◆ Extrait choisi:

Ce Mémoire fait voir que les nombres donnés par Bouguer et admis par Laplace pour les intensités comparatives du centre et du bord d’un disque solaire sont absolument erronés et doivent être rejetés de la science ; il rend compte de l’existence des facules et du pointillé à la surface du Soleil, à l’aide de lois expérimentales relatives au rayonnement des flammes.

Les principes exposés dans le livre XIV de l’Astronomie populaire complètent en partie ce Mémoire ; il faut encore y joindre les trois notes insérées sous les numéros xxx à xxxii dans l’Appendice (pages 501 à 504) ; la première, qui est extraite d’une lettre adressée, en 1847, à M. de Humboldt, et qui a été publiée dans le tome III du Cosmos, montre que les expériences de M. Arago sur les intensités relatives de diverses parties du disque solaire, sont bien antérieures a la date de la présentation à l’Académie du quatrième Mémoire sur la photométrie ; la même conséquence se déduit des deux autres Notes qui ont été écrites par M. Arago vers 1833, mais qui étaient restées inédites.

La fin du Mémoire est consacrée a l’action photométrique comparative des rayons qui partent de la région centrale et de ceux qui partent des bords du disque solaire ; elle est en grande partie la reproduction d’une Note que M. Fizeau a adressée, le 27 avril 1850, à mon illustre et vénéré maître, Note dans laquelle il est rendu compte des expériences faites par MM. Fizeau et Foucault, en 1844 et 1845, pour prendre des images photographiques du Soleil. C’est une des images ainsi obtenues qui est reproduite par la figure 163 de l’Astronomie populaire, (tome II, page 176). M. Arago avait indiqué dès la publication de la découverte de MM. Niepce et Daguerre, cette application des procédés photographiques, et dans les derniers temps de sa vie il avait éprouvé un véritable bonheur, en voyant un savant illustre avec qui il avait eu naguère de vives discussions, sur lesquelles je dirai plus loin quelques mots, lui rendre à cet égard dans une occasion solennelle une justice éclatante. Sir David Brewster, dans un discours prononcé le 2 août 1850, à l’ouverture de la vingtième session de l’Association britannique pour l’avancement des sciences, s’était exprimé, en effet, en des termes flatteurs que M. Arago a pris soin de conserver pour être mis à la suite du manuscrit de son Mémoire, et que je crois devoir reproduire. Voici les paroles du célèbre physicien d’Édinburgh ; elles font ressortir le mérite d’une découverte de M. Arago à laquelle on n’avait peut-être pas attaché dans l’origine une suffisante importance :

« Le fait de photographie le plus important que j’aie maintenant à mentionner, c’est la singulière accélération du procédé de M. Niepce, qui lui permet de prendre l’image d’un paysage éclairé par la lumière diffuse, dans une seule seconde, ou au plus dans deux secondes. Par ce procédé, il a obtenu instantanément une image du Soleil sur l’albumine ; ce qui confirme la remarquable découverte, faite précédemment par M. Arago, au moyen d’une plaque d’argent que les rayons qui proviennent de la partie centrale du disque du Soleil ont une plus forte action photogénique que ceux qui partent des bords. Cette intéressante découverte est une des observations photométriques que ce savant éminent s’occupe maintenant à publier. Menacé d’un malheur que le monde civilisé déplorera, la perte de cette vue qui a découvert tant de brillants phénomènes, et qui a pénétré si profondément les mystères du monde matériel, Il complète à l’aide d’autres yeux que les siens ses belles recherches qui doivent immortaliser son nom et ajouter à la gloire scientifique de sa patrie. »

◆ Consigne 1:
Répondez aux questions suivantes sur l'extrait choisi :
(a) Quels nombres le Mémoire déclare-t-il absolument erronés ?
(b) À quelle date M. Fizeau a-t-il adressé sa Note ?
(c) Où l'une des images photographiques du Soleil est-elle reproduite ?

◆ Données de l'exercice:
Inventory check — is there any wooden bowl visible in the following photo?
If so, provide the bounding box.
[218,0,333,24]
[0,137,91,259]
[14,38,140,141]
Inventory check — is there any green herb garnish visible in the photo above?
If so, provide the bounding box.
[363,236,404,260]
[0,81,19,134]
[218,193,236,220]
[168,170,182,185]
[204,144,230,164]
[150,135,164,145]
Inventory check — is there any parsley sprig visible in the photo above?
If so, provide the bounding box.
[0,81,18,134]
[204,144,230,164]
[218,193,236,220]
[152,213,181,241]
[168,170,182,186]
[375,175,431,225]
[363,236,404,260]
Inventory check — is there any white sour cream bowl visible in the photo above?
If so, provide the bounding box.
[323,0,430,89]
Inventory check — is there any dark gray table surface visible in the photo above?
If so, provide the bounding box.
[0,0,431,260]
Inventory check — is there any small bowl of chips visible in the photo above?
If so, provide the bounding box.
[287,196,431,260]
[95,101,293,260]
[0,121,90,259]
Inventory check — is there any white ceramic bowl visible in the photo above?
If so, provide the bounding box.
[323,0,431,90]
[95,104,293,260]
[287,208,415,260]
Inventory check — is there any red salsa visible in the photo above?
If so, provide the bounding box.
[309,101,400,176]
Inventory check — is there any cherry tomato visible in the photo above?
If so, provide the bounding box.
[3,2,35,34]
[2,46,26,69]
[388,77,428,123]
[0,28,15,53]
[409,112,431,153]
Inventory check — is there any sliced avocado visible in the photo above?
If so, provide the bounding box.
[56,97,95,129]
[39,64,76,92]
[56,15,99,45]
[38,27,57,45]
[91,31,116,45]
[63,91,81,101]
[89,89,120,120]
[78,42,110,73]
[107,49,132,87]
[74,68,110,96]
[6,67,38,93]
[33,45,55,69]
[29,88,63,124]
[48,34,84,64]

◆ Consigne 2:
Dans les enregistrements, substituez "If present" à "If so" en commençant à la ligne qui contient "Inventory check — is there any parsley" et en terminant à celle qui contient "[0,121,90,259]". Redonnez uniquement ces lignes, sans aucune autre modification.

◆ Réponse rédigée 1:
(a) Les nombres donnés par Bouguer et admis par Laplace pour les intensités comparatives du centre et du bord d'un disque solaire.
(b) Le 27 avril 1850.
(c) Par la figure 163 de l'Astronomie populaire (tome II, page 176).

◆ Réponse rédigée 2:
Inventory check — is there any parsley sprig visible in the photo above?
If present, provide the bounding box.
[0,81,18,134]
[204,144,230,164]
[218,193,236,220]
[152,213,181,241]
[168,170,182,186]
[375,175,431,225]
[363,236,404,260]
Inventory check — is there any white sour cream bowl visible in the photo above?
If present, provide the bounding box.
[323,0,430,89]
Inventory check — is there any dark gray table surface visible in the photo above?
If present, provide the bounding box.
[0,0,431,260]
Inventory check — is there any small bowl of chips visible in the photo above?
If present, provide the bounding box.
[287,196,431,260]
[95,101,293,260]
[0,121,90,259]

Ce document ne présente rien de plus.